───── Listed entries

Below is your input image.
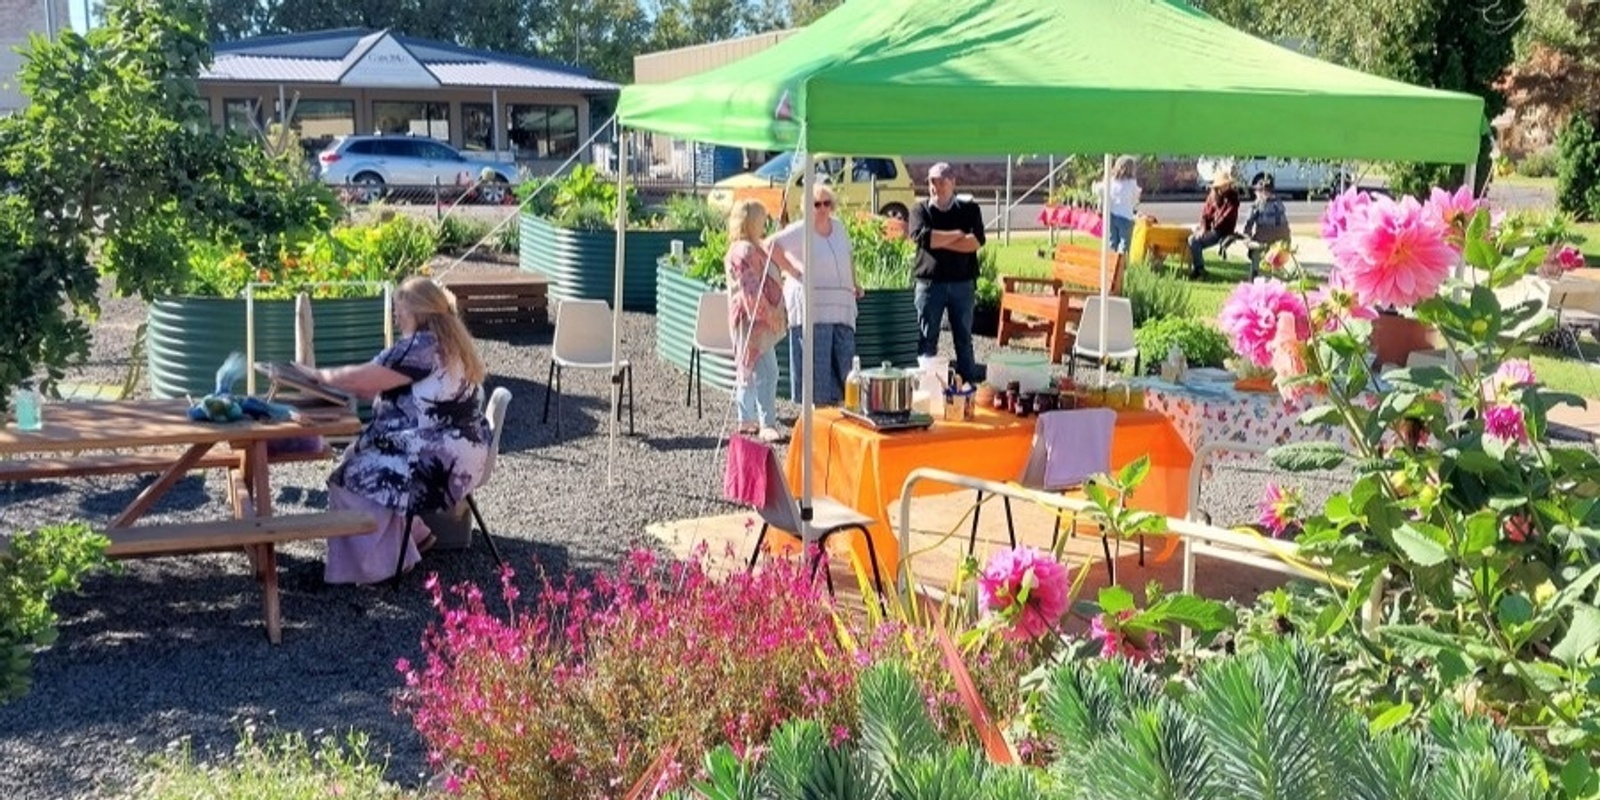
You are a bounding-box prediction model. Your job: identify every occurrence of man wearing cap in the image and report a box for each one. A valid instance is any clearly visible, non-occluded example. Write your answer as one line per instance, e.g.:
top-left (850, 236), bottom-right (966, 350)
top-left (1187, 172), bottom-right (1241, 279)
top-left (908, 162), bottom-right (986, 383)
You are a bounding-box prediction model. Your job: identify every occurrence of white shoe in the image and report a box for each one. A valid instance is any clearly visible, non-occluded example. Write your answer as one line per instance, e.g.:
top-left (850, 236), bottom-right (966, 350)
top-left (758, 426), bottom-right (785, 443)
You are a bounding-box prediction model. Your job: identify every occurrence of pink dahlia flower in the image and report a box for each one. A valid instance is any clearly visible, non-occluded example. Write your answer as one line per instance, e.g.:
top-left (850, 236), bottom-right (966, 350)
top-left (977, 547), bottom-right (1070, 640)
top-left (1219, 279), bottom-right (1310, 368)
top-left (1309, 272), bottom-right (1380, 332)
top-left (1088, 610), bottom-right (1159, 662)
top-left (1258, 483), bottom-right (1304, 539)
top-left (1321, 187), bottom-right (1372, 242)
top-left (1332, 193), bottom-right (1457, 308)
top-left (1422, 184), bottom-right (1481, 232)
top-left (1557, 245), bottom-right (1586, 271)
top-left (1484, 403), bottom-right (1529, 445)
top-left (1494, 359), bottom-right (1537, 390)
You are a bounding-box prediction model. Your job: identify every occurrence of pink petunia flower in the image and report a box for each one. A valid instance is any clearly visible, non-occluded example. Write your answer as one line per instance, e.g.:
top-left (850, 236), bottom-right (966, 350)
top-left (1484, 403), bottom-right (1529, 445)
top-left (1331, 193), bottom-right (1458, 308)
top-left (1218, 278), bottom-right (1311, 368)
top-left (1258, 483), bottom-right (1304, 538)
top-left (976, 547), bottom-right (1070, 640)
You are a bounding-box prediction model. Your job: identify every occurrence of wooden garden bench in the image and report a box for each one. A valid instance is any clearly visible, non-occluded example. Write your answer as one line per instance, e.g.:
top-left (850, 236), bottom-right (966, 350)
top-left (438, 269), bottom-right (549, 332)
top-left (105, 511), bottom-right (377, 644)
top-left (996, 244), bottom-right (1126, 364)
top-left (0, 443), bottom-right (332, 483)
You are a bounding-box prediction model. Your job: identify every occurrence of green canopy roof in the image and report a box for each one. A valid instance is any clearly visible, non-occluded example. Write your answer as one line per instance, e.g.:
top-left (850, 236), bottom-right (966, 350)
top-left (617, 0), bottom-right (1484, 163)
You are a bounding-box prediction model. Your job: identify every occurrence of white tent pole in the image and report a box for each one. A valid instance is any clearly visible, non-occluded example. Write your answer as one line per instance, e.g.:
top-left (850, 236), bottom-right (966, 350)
top-left (1455, 160), bottom-right (1479, 287)
top-left (799, 149), bottom-right (817, 535)
top-left (607, 126), bottom-right (629, 487)
top-left (1097, 153), bottom-right (1113, 386)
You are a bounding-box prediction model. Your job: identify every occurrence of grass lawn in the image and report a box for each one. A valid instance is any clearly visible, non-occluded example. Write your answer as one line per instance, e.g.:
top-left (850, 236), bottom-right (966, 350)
top-left (1575, 221), bottom-right (1600, 266)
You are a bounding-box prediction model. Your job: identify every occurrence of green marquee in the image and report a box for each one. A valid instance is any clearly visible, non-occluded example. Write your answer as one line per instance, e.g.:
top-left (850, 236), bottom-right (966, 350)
top-left (617, 0), bottom-right (1484, 163)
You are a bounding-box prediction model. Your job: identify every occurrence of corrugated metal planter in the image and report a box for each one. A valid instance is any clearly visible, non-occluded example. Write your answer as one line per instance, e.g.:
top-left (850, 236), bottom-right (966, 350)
top-left (655, 260), bottom-right (916, 392)
top-left (146, 296), bottom-right (388, 399)
top-left (520, 215), bottom-right (701, 313)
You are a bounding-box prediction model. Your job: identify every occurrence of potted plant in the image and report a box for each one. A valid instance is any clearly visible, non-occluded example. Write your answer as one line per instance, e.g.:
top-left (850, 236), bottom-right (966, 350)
top-left (146, 216), bottom-right (437, 399)
top-left (519, 167), bottom-right (710, 313)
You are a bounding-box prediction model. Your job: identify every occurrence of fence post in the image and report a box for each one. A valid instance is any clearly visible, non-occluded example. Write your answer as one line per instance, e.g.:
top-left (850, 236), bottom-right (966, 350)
top-left (433, 177), bottom-right (443, 220)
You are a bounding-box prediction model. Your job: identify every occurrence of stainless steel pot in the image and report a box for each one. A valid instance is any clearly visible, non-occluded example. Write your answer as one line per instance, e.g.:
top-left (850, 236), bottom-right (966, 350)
top-left (860, 361), bottom-right (915, 416)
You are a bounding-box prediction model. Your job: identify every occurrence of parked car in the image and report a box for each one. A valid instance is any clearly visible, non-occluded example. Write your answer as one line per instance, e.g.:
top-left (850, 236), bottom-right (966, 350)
top-left (706, 152), bottom-right (918, 222)
top-left (316, 135), bottom-right (520, 204)
top-left (1194, 156), bottom-right (1354, 197)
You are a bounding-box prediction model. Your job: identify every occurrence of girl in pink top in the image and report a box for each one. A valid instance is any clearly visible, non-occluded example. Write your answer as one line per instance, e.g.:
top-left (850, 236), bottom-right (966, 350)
top-left (725, 199), bottom-right (796, 441)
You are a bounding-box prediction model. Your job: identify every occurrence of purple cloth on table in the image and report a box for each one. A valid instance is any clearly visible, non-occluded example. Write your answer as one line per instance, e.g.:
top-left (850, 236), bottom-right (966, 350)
top-left (1034, 408), bottom-right (1116, 489)
top-left (723, 434), bottom-right (769, 506)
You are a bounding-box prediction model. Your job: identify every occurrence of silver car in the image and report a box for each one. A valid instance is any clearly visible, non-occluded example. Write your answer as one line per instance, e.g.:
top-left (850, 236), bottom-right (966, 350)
top-left (316, 135), bottom-right (520, 204)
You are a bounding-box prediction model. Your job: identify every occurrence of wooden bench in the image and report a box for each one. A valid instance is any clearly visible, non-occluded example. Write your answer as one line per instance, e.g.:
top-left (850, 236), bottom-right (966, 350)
top-left (0, 444), bottom-right (332, 484)
top-left (996, 244), bottom-right (1126, 364)
top-left (105, 511), bottom-right (377, 644)
top-left (439, 269), bottom-right (549, 332)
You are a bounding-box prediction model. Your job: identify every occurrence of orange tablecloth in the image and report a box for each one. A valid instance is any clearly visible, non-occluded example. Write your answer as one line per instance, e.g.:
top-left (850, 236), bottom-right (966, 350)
top-left (783, 408), bottom-right (1192, 581)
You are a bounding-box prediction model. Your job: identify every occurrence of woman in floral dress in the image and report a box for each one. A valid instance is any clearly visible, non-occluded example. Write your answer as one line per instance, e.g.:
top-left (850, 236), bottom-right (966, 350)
top-left (317, 276), bottom-right (492, 584)
top-left (725, 199), bottom-right (796, 442)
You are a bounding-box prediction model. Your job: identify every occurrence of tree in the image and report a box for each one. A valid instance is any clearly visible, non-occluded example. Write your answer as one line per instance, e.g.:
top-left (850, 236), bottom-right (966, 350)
top-left (1557, 112), bottom-right (1600, 220)
top-left (649, 0), bottom-right (757, 53)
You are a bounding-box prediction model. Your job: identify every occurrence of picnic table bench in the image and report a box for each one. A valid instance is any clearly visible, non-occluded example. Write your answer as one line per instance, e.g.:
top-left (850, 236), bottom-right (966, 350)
top-left (438, 269), bottom-right (548, 332)
top-left (996, 243), bottom-right (1126, 364)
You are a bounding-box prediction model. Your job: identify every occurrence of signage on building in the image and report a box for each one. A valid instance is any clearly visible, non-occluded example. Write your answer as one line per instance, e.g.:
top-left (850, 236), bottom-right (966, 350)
top-left (340, 34), bottom-right (440, 88)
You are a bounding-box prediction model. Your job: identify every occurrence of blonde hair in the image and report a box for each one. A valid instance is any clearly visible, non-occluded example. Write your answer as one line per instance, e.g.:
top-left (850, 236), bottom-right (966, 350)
top-left (1113, 155), bottom-right (1137, 181)
top-left (727, 199), bottom-right (769, 243)
top-left (396, 276), bottom-right (487, 385)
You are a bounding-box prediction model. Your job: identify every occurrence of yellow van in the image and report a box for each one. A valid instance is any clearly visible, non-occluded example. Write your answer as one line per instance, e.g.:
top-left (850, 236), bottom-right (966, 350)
top-left (706, 152), bottom-right (917, 223)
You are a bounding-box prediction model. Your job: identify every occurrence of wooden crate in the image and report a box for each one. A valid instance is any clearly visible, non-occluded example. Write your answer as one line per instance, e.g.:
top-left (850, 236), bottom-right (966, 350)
top-left (439, 269), bottom-right (549, 331)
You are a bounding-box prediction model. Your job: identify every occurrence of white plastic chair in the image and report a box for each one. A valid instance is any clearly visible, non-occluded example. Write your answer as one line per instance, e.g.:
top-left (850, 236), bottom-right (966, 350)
top-left (1069, 296), bottom-right (1140, 379)
top-left (541, 299), bottom-right (633, 436)
top-left (968, 408), bottom-right (1117, 561)
top-left (399, 387), bottom-right (511, 579)
top-left (687, 291), bottom-right (736, 419)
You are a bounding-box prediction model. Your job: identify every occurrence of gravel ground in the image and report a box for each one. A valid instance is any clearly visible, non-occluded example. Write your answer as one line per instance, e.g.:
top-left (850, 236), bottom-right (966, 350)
top-left (0, 265), bottom-right (1329, 799)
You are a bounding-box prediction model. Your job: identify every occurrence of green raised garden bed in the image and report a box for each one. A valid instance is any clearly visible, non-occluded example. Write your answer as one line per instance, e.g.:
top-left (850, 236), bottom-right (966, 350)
top-left (520, 215), bottom-right (701, 313)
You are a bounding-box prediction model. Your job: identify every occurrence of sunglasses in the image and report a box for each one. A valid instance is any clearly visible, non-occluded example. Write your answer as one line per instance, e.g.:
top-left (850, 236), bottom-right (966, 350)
top-left (813, 200), bottom-right (834, 208)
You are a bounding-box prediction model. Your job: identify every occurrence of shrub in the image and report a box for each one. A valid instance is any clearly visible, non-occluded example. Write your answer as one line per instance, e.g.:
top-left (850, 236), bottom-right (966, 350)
top-left (846, 214), bottom-right (915, 290)
top-left (491, 219), bottom-right (519, 255)
top-left (1, 523), bottom-right (107, 704)
top-left (1557, 112), bottom-right (1600, 221)
top-left (679, 227), bottom-right (730, 288)
top-left (659, 194), bottom-right (724, 233)
top-left (183, 216), bottom-right (438, 299)
top-left (1516, 147), bottom-right (1561, 178)
top-left (1121, 262), bottom-right (1192, 327)
top-left (127, 726), bottom-right (411, 799)
top-left (434, 215), bottom-right (494, 255)
top-left (1133, 317), bottom-right (1231, 370)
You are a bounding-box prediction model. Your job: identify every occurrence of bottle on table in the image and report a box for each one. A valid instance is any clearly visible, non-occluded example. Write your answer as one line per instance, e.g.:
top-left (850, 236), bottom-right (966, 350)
top-left (11, 384), bottom-right (42, 431)
top-left (844, 356), bottom-right (863, 412)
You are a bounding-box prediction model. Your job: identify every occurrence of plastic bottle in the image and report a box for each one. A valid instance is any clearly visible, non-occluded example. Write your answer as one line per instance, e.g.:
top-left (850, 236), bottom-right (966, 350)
top-left (12, 384), bottom-right (42, 431)
top-left (843, 356), bottom-right (863, 412)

──────────

# [What the task asks]
Where the string "green" occurs in the data, return the whole line.

# [Answer to this task]
You are a bounding-box prediction model. Your job: identify every occurrence of green canopy roof in the image and report a box for each one. A valid instance is any clearly visible, non-occluded example. Write your answer as one line per instance, e.g.:
You are a bounding-box prediction model. Your job: identify every occurrence of green marquee in the image and report a box for each one. A valid instance is any clearly visible, non-occluded example. Write your answer as one line per instance, e.g.:
You are a bounding-box prediction model. Your job: identify every occurrence of green raised garden bed in the image and report a box for each one. A valid instance is any clearly visible, non-occluded example. Write your answer as one line per instance, e.g.:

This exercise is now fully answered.